■ **PROBLEM TO SOLVE**
Nothing but the lines from the line with "Target: twig" through the end of the data is to be copied, and each is to be copied exactly.

##### RECORDS PROVIDED

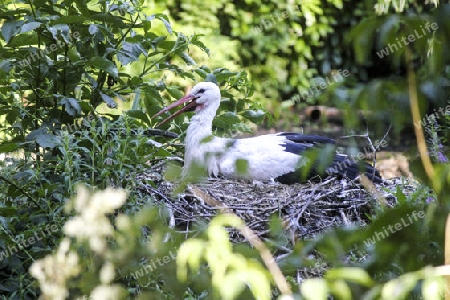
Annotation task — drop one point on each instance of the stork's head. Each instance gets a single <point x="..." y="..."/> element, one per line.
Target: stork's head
<point x="203" y="98"/>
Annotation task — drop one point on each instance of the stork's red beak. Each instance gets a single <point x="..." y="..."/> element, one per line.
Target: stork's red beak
<point x="190" y="106"/>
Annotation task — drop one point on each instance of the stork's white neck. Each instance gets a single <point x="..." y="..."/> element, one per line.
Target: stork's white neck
<point x="200" y="128"/>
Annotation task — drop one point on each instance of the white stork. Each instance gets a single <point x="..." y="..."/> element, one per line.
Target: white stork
<point x="272" y="156"/>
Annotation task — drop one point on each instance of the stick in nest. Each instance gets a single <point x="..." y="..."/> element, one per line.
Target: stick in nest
<point x="254" y="240"/>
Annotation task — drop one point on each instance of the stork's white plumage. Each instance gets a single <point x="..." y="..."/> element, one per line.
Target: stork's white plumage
<point x="271" y="156"/>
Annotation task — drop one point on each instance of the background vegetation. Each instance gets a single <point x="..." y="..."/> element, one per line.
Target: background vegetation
<point x="61" y="127"/>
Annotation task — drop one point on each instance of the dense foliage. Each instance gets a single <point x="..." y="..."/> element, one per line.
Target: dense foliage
<point x="79" y="82"/>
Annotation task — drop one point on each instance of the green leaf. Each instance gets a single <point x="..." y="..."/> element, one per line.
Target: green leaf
<point x="72" y="106"/>
<point x="355" y="275"/>
<point x="175" y="93"/>
<point x="74" y="19"/>
<point x="104" y="64"/>
<point x="138" y="114"/>
<point x="10" y="28"/>
<point x="108" y="100"/>
<point x="48" y="140"/>
<point x="314" y="289"/>
<point x="187" y="59"/>
<point x="226" y="120"/>
<point x="254" y="115"/>
<point x="8" y="211"/>
<point x="30" y="26"/>
<point x="8" y="147"/>
<point x="164" y="19"/>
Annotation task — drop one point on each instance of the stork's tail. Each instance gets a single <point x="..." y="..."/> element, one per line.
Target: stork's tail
<point x="344" y="166"/>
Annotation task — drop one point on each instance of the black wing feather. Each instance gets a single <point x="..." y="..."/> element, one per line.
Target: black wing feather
<point x="341" y="165"/>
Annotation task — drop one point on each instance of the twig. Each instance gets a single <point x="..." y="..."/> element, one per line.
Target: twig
<point x="20" y="190"/>
<point x="414" y="104"/>
<point x="254" y="240"/>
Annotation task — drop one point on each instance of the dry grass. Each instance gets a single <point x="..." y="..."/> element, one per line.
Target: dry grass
<point x="306" y="209"/>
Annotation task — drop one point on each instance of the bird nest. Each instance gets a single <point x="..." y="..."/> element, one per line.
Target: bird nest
<point x="305" y="209"/>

##########

■ **RESPONSE TO THIS EXERCISE**
Target: twig
<point x="20" y="190"/>
<point x="414" y="104"/>
<point x="254" y="240"/>
Annotation task — drop one point on each instance of the dry grass. Each instance gets a single <point x="..." y="..."/> element, one per line.
Target: dry grass
<point x="306" y="209"/>
Annotation task — drop one point on each instance of the bird nest. Each instance gets a single <point x="..." y="..."/> element, one per line.
Target: bird nest
<point x="305" y="209"/>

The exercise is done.